Recorded data

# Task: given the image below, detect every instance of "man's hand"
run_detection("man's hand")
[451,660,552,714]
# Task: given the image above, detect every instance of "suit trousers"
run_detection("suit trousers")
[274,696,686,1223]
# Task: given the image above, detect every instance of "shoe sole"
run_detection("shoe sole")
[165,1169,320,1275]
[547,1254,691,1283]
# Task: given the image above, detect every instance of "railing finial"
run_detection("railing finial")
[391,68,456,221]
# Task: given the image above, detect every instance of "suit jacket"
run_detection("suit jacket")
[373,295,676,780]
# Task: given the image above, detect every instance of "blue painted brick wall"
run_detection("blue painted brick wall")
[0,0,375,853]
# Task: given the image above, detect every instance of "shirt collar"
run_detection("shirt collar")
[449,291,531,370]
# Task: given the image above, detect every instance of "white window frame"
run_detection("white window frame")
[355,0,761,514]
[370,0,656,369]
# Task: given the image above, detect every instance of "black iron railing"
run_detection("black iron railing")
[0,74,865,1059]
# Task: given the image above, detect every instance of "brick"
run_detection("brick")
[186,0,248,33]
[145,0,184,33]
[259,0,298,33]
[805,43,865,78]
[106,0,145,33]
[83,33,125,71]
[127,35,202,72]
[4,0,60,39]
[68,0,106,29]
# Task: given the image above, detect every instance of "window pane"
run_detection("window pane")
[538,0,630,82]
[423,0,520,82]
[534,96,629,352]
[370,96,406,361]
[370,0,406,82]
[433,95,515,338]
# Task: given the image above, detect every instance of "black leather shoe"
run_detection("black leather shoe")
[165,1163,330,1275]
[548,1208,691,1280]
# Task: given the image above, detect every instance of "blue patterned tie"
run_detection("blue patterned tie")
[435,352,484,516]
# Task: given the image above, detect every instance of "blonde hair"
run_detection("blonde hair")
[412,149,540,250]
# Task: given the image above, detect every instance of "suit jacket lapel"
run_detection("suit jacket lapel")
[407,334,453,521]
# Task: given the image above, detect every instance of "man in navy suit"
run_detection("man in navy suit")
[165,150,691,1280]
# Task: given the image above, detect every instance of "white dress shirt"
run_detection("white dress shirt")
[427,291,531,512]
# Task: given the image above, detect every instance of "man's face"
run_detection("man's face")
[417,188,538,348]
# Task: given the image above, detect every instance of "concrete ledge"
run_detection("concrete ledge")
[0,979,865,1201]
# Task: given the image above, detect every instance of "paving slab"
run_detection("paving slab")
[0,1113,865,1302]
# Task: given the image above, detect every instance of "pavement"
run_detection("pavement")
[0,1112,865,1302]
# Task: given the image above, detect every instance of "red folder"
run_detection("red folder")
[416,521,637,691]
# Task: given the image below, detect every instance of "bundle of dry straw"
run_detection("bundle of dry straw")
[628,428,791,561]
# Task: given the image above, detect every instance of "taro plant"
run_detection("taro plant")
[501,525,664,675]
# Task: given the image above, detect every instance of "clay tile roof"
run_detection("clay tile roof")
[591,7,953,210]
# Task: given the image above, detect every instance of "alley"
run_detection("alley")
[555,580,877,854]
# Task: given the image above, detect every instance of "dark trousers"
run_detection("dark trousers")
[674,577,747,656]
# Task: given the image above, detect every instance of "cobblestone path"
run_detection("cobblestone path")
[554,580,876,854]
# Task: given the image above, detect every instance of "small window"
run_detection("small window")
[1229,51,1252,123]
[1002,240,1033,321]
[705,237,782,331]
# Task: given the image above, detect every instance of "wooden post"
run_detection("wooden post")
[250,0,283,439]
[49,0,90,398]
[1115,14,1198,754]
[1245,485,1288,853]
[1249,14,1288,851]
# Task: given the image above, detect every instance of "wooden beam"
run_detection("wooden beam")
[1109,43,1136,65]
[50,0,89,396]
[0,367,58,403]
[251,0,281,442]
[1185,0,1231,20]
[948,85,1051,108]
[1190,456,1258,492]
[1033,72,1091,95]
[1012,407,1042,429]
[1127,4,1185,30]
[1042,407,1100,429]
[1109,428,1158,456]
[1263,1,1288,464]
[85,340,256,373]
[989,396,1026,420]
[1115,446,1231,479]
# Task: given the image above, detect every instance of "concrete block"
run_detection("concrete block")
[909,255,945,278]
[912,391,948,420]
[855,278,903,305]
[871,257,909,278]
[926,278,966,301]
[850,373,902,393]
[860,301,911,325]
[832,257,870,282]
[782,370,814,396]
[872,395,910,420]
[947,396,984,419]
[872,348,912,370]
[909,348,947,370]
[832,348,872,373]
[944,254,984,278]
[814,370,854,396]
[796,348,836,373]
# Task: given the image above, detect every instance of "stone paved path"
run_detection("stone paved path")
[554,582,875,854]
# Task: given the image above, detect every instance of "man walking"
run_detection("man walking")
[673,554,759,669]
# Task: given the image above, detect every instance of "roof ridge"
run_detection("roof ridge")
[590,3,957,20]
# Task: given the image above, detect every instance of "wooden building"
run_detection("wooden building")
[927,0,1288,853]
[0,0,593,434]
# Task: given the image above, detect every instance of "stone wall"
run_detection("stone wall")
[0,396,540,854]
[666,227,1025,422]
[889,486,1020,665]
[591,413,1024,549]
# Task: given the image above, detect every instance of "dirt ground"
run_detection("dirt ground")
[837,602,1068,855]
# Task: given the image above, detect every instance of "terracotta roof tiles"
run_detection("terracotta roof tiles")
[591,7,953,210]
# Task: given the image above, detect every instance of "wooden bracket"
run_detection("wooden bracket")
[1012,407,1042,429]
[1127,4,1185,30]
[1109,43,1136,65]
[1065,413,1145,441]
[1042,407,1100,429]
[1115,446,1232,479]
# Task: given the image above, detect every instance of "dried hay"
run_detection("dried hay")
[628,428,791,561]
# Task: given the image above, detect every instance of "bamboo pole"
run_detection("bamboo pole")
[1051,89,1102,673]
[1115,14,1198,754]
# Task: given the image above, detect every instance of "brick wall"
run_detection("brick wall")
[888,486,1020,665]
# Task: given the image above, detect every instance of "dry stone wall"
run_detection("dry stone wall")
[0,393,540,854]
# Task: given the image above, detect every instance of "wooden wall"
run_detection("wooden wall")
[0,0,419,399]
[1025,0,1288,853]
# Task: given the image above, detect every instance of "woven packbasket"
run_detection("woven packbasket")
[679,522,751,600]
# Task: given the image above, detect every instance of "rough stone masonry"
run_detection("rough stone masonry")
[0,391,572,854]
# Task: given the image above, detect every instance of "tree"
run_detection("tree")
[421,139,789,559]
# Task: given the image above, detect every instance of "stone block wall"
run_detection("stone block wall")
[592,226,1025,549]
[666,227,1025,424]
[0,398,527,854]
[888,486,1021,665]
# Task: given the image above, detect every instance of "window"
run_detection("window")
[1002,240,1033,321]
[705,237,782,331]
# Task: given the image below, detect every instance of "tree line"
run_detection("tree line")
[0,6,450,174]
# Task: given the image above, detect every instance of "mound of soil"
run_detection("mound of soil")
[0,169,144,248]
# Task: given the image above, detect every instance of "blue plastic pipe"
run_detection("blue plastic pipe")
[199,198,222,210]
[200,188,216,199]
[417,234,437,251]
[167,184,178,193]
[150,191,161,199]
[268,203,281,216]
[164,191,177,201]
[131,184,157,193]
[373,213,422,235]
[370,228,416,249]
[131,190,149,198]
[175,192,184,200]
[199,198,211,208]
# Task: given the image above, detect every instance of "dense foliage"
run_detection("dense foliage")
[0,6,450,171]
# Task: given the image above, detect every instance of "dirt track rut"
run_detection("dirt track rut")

• INSTRUCTION:
Write out the material from its first line through the line that contains "[165,150,691,1280]", including both of those lines and keeping every character unchanged.

• SOLUTION TO THE PROBLEM:
# Task: given the image below, detect every instance of "man's hand"
run_detection("man's hand")
[451,660,552,714]
# Task: given the image above, detect every instance of "suit trousers"
run_detection("suit trousers")
[274,696,686,1223]
# Task: given the image above, detect every instance of "shoe sole"
run_detection("shoe sole")
[165,1169,320,1275]
[547,1254,691,1283]
# Task: given the image above, detect every instance of "railing finial"
run_detection("railing finial")
[391,68,456,221]
# Task: given the image above, detect every instance of "suit jacket"
run_detection("suit jacket")
[373,295,676,780]
# Task: given the image above, detect every instance of "blue painted brick wall"
run_detection("blue painted brick wall")
[0,0,375,853]
# Task: given the image above, detect every instance of "shirt collar"
run_detection("shirt collar")
[449,291,531,370]
# Task: given the image above, detect every instance of "white window frame"
run_detection("white window frame")
[355,0,761,514]
[370,0,656,369]
# Task: given the image above, detect every instance of "black iron railing"
run_detection("black iron railing")
[0,74,865,1059]
# Task: given the image above, detect every instance of "brick"
run_detection("brick")
[186,0,248,33]
[145,0,184,33]
[259,0,298,33]
[805,43,865,78]
[106,0,145,33]
[83,33,125,71]
[127,35,202,72]
[4,0,60,39]
[68,0,106,29]
# Task: given the image above, detect every instance of "window pane"
run_detection("window pane")
[538,0,630,82]
[423,0,520,82]
[534,96,629,352]
[370,96,406,361]
[370,0,406,82]
[433,95,515,338]
# Task: given the image above, detect every instance of "black leather shoe"
run_detection("black leather shoe")
[165,1163,330,1275]
[548,1208,691,1280]
# Task: given the image above, detect every instance of "blue patterned tie"
run_detection("blue patterned tie")
[435,352,484,516]
# Task: given the image above, detect every instance of "blonde hair"
run_detection("blonde hair")
[412,149,540,250]
# Task: given the image above, detect every instance of "suit jacket lapel"
run_detection("suit jacket lapel")
[407,334,453,521]
# Task: given the image above, detect every instance of "man in navy suit"
run_detection("man in navy suit")
[165,150,691,1280]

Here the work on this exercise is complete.